*PAGE TEXT*:
● ● ● ● ●
The World

A Modern-Day Abolitionist on Fighting Slave Power

Biram Dah Abeid.

Courtesy of Freedom House

While there are nearly 30 million people living in some form of slavery the world today, there is no country where it is as prevalent or as institutionalized as in Mauritania. While statistics on the number of people living in slavery in the country are hard to come by, numbers cited by the U.S. State Department put it at up to 20 percent of the population.

Slavery was formally abolished in 1981—Mauritania was the last country in the world to do so—and criminalized in 2007, but human rights groups say enforcement of the laws has been rare to nonexistent and full chattel slavery as well as slavelike working conditions persist in many parts of the country, sanctioned by legal codes from the Middle Ages. Here’s how the NGO Anti-Slavery International describes the institution:

Slavery has existed in Mauritania for hundreds of years and is deeply rooted within society across the country. The Haratine are the group most affected by slavery practices and are traditionally owned by Bidane, or white moors, the minority ruling elite of Arab-Berber descent in Mauritania. Historically the white moors raided and enslaved people from the indigenous black population and today, all cases of slavery in Mauritania involve people whose ancestors were enslaved before them.
● ● ● ● ●
[Dataset excerpts on pointing at objects]
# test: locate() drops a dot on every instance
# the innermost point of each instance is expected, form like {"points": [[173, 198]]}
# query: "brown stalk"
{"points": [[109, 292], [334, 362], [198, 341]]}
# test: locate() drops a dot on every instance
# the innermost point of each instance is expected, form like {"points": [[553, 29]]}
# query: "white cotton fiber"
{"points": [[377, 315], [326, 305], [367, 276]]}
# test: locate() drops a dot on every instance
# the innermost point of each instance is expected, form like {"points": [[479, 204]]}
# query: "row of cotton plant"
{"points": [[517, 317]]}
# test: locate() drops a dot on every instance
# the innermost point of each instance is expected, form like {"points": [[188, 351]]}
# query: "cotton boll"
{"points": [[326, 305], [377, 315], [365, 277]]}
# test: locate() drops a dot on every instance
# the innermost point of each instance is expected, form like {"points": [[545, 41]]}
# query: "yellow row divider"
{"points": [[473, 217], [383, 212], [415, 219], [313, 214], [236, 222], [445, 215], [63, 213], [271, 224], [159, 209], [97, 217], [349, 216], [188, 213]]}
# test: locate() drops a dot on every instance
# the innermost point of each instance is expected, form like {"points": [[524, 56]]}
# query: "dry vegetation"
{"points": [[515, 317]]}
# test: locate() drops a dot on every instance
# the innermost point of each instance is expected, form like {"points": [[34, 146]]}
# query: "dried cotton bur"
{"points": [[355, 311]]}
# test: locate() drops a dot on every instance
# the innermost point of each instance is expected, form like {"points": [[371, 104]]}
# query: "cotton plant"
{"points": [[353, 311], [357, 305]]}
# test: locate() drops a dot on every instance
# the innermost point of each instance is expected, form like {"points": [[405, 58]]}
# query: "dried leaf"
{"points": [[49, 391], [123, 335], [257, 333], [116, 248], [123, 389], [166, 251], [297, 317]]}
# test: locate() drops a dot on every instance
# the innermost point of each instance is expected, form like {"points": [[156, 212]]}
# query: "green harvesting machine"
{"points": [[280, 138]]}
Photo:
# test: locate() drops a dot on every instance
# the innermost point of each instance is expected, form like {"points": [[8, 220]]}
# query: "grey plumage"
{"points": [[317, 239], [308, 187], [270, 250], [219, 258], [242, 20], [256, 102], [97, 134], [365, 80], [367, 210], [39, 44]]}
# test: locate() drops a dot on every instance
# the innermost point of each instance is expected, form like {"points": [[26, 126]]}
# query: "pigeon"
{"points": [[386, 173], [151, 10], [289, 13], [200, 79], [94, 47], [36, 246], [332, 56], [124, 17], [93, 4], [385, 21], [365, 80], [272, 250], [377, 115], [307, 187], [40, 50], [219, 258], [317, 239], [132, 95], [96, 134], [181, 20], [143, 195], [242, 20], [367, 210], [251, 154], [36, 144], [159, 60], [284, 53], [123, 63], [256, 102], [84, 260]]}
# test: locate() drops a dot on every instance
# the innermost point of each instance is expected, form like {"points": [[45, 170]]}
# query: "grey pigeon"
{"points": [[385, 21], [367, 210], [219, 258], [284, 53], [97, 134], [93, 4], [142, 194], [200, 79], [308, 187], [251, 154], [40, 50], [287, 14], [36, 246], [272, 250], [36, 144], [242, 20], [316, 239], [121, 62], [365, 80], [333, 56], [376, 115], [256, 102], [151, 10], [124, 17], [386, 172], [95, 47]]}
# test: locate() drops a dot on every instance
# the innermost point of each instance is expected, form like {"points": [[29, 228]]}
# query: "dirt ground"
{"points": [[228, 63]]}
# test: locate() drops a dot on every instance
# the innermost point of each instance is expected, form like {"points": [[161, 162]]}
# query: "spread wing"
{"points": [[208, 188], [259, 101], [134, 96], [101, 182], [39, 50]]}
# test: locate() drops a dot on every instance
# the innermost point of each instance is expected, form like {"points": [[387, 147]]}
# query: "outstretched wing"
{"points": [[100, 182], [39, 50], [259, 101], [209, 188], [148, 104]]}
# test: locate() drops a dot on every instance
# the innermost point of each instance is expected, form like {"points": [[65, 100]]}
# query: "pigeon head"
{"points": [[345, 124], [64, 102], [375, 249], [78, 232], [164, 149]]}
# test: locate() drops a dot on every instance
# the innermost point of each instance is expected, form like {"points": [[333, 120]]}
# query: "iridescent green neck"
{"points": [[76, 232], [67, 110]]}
● ● ● ● ●
*DIRECTION*: Reproduce the passage of the article on slavery in Mauritania between "Slavery has existed" and "enslaved before them.", inclusive. The records play no part in the work.

*SOLUTION BELOW*:
Slavery has existed in Mauritania for hundreds of years and is deeply rooted within society across the country. The Haratine are the group most affected by slavery practices and are traditionally owned by Bidane, or white moors, the minority ruling elite of Arab-Berber descent in Mauritania. Historically the white moors raided and enslaved people from the indigenous black population and today, all cases of slavery in Mauritania involve people whose ancestors were enslaved before them.